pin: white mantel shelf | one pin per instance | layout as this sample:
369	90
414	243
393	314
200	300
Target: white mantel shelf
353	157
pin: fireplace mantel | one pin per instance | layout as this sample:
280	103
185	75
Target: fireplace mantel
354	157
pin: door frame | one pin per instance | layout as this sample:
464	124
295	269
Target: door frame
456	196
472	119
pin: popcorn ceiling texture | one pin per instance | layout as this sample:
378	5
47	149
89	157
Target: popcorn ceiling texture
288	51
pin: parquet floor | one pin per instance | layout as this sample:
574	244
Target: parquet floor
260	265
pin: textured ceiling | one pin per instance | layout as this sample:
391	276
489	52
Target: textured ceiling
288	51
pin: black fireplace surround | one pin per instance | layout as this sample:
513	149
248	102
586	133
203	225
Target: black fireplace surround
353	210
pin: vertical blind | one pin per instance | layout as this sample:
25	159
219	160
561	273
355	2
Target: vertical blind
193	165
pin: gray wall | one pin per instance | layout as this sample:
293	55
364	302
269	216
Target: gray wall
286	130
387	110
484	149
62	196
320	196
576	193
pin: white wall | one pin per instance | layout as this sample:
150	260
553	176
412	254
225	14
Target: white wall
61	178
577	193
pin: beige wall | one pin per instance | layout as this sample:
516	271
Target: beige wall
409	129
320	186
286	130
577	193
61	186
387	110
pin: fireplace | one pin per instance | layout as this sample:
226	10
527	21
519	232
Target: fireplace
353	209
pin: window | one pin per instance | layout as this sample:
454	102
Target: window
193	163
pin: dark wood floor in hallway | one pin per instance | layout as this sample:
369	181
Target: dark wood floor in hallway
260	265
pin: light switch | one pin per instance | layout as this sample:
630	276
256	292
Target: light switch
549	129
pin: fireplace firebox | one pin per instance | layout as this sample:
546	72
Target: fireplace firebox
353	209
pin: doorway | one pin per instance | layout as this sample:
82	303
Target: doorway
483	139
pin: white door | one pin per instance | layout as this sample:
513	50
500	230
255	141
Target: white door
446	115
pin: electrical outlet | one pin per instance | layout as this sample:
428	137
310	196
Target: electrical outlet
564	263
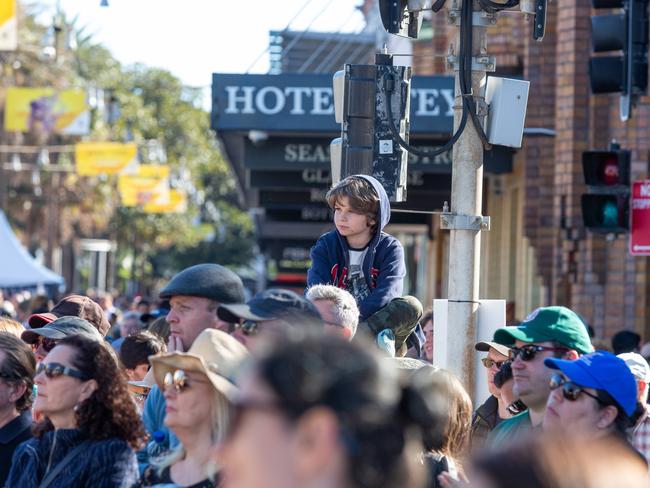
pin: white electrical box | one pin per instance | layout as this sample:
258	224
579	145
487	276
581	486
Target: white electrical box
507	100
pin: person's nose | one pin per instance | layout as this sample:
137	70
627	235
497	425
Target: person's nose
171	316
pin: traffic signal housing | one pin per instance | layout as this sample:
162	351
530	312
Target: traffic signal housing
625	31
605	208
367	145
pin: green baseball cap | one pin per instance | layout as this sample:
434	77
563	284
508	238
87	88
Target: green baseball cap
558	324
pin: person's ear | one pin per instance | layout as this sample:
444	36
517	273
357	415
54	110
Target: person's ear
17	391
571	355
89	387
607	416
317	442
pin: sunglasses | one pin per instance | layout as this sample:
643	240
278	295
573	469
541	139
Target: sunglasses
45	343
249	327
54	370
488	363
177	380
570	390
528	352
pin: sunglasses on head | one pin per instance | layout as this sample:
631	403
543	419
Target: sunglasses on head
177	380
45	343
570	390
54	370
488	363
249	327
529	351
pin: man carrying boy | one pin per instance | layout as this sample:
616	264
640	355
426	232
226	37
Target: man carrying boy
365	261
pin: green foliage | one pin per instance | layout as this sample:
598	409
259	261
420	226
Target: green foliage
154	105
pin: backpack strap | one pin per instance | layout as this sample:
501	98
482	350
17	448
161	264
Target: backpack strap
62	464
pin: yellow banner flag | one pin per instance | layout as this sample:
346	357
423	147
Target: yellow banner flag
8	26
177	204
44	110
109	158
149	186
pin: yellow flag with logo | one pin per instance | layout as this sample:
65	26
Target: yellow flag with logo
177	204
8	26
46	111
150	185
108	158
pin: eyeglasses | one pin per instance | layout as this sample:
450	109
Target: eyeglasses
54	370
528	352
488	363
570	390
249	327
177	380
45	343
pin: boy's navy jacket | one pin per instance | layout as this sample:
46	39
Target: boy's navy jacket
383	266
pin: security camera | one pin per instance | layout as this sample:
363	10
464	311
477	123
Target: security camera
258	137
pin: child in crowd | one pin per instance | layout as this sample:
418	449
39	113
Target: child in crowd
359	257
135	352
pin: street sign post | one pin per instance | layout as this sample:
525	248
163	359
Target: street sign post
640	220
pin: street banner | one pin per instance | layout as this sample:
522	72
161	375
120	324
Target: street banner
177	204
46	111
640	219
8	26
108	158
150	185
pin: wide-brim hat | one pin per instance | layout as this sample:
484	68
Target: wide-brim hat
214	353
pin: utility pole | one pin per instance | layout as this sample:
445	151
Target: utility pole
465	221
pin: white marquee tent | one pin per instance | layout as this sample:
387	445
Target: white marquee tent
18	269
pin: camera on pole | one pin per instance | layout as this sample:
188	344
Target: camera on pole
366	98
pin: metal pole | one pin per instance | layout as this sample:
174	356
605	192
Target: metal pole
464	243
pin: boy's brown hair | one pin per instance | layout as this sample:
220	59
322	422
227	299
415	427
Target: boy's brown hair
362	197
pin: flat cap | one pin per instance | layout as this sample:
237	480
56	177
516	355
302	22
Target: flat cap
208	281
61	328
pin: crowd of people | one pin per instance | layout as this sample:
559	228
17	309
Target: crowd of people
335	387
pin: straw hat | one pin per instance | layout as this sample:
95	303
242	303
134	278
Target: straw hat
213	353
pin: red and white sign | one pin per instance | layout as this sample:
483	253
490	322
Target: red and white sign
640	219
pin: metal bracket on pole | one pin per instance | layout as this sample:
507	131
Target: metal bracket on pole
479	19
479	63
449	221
* * *
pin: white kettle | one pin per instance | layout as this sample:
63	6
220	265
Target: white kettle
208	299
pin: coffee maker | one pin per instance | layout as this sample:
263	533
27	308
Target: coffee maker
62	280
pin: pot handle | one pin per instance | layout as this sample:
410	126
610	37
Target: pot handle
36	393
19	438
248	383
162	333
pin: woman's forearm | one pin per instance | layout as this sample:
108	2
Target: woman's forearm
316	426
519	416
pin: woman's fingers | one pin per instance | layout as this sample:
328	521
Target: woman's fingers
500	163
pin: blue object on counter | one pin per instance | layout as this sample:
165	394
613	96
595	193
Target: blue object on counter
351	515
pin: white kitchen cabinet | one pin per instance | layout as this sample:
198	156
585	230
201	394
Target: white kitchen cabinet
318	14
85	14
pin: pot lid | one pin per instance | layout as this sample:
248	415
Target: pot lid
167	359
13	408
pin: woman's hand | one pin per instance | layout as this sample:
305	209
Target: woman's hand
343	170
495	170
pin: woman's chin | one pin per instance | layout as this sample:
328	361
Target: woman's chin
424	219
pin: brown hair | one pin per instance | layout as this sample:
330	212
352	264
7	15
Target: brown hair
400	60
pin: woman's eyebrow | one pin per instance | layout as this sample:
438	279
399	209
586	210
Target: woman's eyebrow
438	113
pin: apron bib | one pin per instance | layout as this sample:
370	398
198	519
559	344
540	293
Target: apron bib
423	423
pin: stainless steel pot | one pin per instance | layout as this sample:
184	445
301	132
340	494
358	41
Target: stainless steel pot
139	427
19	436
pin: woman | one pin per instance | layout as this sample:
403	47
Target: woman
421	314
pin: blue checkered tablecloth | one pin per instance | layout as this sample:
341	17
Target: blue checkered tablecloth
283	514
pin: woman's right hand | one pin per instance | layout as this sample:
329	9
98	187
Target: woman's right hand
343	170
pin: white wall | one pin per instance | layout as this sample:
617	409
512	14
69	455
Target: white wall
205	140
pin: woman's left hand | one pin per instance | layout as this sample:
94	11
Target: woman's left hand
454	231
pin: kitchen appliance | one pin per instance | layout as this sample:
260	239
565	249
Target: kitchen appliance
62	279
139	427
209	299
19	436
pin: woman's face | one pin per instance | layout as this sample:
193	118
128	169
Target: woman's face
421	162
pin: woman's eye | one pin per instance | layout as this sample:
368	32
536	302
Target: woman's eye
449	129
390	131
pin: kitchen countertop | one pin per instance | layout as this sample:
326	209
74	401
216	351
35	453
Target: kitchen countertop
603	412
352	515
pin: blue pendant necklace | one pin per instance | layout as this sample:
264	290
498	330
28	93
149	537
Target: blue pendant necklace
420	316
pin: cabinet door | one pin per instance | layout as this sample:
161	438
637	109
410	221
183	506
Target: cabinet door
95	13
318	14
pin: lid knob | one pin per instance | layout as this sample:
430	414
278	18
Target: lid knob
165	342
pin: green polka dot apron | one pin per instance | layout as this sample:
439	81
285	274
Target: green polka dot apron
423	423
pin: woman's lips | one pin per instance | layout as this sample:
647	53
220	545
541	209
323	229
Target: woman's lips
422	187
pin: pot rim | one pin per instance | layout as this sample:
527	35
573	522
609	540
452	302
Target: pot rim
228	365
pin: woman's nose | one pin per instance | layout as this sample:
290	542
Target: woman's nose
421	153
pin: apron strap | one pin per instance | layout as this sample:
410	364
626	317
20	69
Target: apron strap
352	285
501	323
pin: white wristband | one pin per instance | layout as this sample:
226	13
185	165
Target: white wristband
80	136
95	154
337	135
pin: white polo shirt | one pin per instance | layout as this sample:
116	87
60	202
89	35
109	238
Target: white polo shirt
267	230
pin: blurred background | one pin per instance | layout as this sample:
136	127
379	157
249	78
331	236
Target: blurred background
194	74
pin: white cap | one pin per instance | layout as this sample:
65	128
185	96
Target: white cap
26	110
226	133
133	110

* [EXERCISE GOAL] Please identify each line in the records above that contains the word "black" and copy it out in full. Case counts.

* [EXERCISE ANSWER]
pin: black fireplace surround | one pin per instance | layout as this sample:
Target: black fireplace surround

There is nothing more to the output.